> Stated task: Below is a listing; copy all of it exactly.

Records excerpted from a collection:
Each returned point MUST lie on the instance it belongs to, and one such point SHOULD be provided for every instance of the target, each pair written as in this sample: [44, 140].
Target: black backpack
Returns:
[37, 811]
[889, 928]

> Task answer:
Each returned point MUST lie on the instance it belongs to, and one such point SHOULD be provided for every instance of the target, each pair written as in this sample: [44, 140].
Target: black backpack
Returns:
[37, 811]
[889, 928]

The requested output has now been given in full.